▶ DIRECTIONS FOR THIS TASK: Reproduce word for word the stretch of the records below from the line containing "target | metal railing" through the line containing "(1034, 534)", with both of those lines included.

▶ SUPPLIED MATERIAL:

════

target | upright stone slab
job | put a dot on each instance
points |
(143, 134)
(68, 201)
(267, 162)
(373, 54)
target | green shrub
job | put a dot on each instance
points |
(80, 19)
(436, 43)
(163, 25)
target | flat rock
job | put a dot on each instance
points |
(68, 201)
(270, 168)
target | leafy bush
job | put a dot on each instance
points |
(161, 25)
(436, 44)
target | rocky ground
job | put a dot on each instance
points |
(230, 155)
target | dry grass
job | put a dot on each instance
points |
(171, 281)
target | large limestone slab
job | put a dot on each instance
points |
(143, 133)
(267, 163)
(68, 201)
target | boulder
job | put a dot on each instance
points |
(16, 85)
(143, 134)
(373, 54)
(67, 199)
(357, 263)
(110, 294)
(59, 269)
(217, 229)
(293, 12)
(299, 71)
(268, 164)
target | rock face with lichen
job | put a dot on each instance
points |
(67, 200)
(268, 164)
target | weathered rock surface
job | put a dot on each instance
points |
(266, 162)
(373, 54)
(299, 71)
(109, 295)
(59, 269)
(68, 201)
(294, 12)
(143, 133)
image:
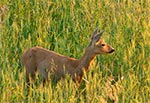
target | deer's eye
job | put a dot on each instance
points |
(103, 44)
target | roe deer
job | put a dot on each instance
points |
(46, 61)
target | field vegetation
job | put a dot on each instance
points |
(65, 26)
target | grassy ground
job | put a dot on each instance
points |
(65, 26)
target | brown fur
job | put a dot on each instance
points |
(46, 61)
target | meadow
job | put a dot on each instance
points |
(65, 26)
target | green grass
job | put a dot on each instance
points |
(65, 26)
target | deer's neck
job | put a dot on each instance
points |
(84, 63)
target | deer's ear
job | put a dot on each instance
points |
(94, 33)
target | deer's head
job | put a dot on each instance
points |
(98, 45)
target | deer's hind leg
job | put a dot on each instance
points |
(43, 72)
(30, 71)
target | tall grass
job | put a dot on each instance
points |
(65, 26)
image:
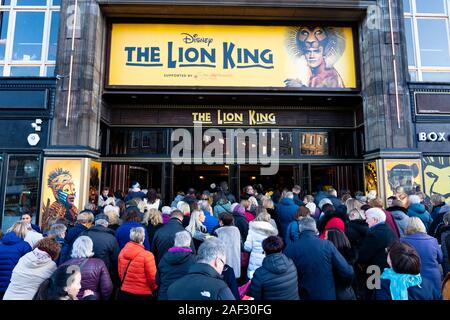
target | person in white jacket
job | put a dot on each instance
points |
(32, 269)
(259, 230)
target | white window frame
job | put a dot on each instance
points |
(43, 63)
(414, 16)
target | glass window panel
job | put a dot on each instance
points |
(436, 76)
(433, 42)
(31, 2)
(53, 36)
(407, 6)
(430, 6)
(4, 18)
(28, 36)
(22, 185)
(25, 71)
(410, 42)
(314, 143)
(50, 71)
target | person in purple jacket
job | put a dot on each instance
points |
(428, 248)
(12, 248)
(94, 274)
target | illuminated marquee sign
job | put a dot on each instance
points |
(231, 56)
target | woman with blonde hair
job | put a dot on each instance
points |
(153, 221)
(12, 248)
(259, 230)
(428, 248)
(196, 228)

════

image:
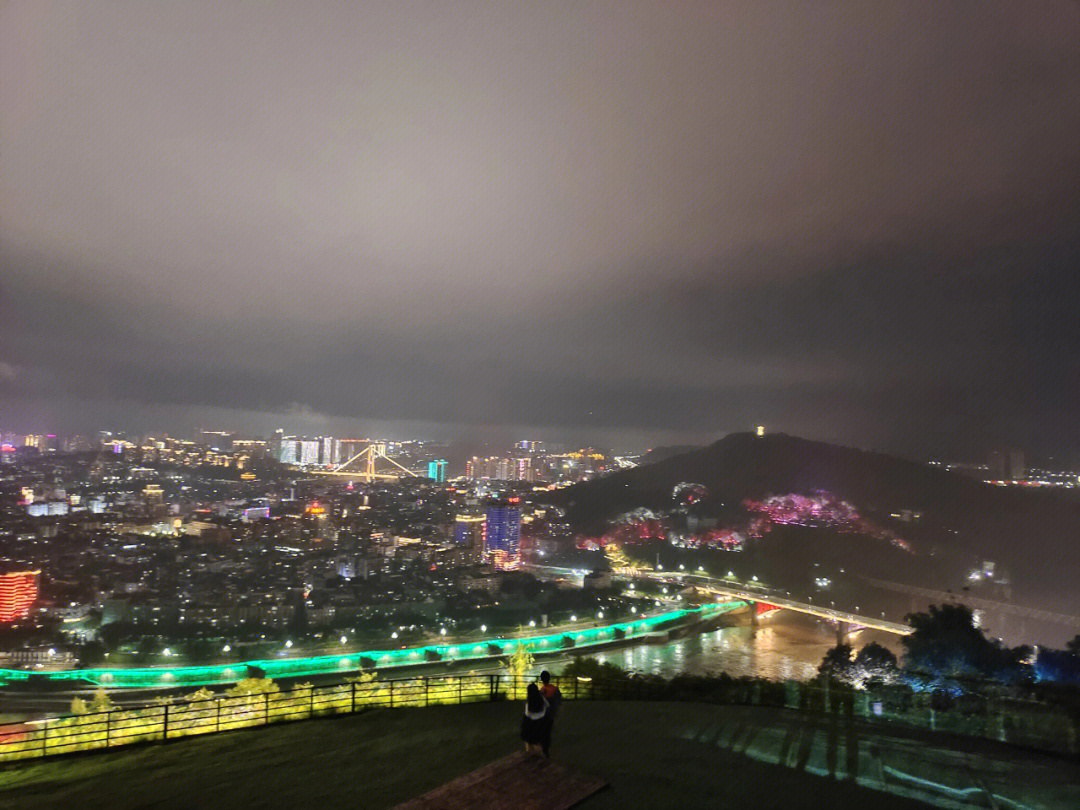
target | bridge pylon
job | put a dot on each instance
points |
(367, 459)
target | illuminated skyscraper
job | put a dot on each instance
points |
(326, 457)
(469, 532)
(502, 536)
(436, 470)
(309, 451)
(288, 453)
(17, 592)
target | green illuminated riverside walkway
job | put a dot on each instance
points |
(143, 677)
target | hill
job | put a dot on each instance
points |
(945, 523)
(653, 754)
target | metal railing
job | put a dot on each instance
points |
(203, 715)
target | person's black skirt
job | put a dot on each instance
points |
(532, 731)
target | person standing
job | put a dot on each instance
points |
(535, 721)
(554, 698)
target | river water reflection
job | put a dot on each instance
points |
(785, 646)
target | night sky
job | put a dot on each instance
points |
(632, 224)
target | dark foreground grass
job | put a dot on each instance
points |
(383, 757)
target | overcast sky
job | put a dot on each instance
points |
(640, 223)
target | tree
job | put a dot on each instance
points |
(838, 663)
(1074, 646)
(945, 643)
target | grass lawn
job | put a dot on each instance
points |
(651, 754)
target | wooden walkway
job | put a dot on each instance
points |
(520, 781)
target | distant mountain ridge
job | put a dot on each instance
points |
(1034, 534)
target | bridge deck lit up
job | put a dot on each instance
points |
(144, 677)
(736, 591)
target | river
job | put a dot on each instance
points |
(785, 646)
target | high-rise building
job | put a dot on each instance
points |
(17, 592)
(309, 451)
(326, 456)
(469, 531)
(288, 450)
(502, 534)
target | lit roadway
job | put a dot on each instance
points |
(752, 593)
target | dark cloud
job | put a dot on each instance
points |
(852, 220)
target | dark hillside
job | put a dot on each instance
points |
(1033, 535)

════

▶ SOLUTION TO THIS EXERCISE:
target | metal railing
job | put a dot on each instance
points |
(203, 715)
target | person's black skirt
job | put a dot on each instance
points |
(532, 731)
target | person standing
job | put a dot on each instance
points |
(535, 721)
(554, 698)
target | river water reflection
job | put a dot on each instance
points |
(785, 646)
target | night sky
job | put a dot on each instance
points |
(632, 224)
target | dark foreground grass
job | put a dot on each instance
points |
(383, 757)
target | overcast sky
job | put a dot on each instance
points |
(640, 223)
target | tree
job | put a dot on each instance
points |
(838, 663)
(1074, 646)
(945, 643)
target | grass lawn
job | put a dot on each instance
points |
(651, 754)
target | wooden walkway
job | put a dot on each instance
points |
(520, 781)
target | distant mountain ridge
job | put a dot on each instance
points |
(1034, 534)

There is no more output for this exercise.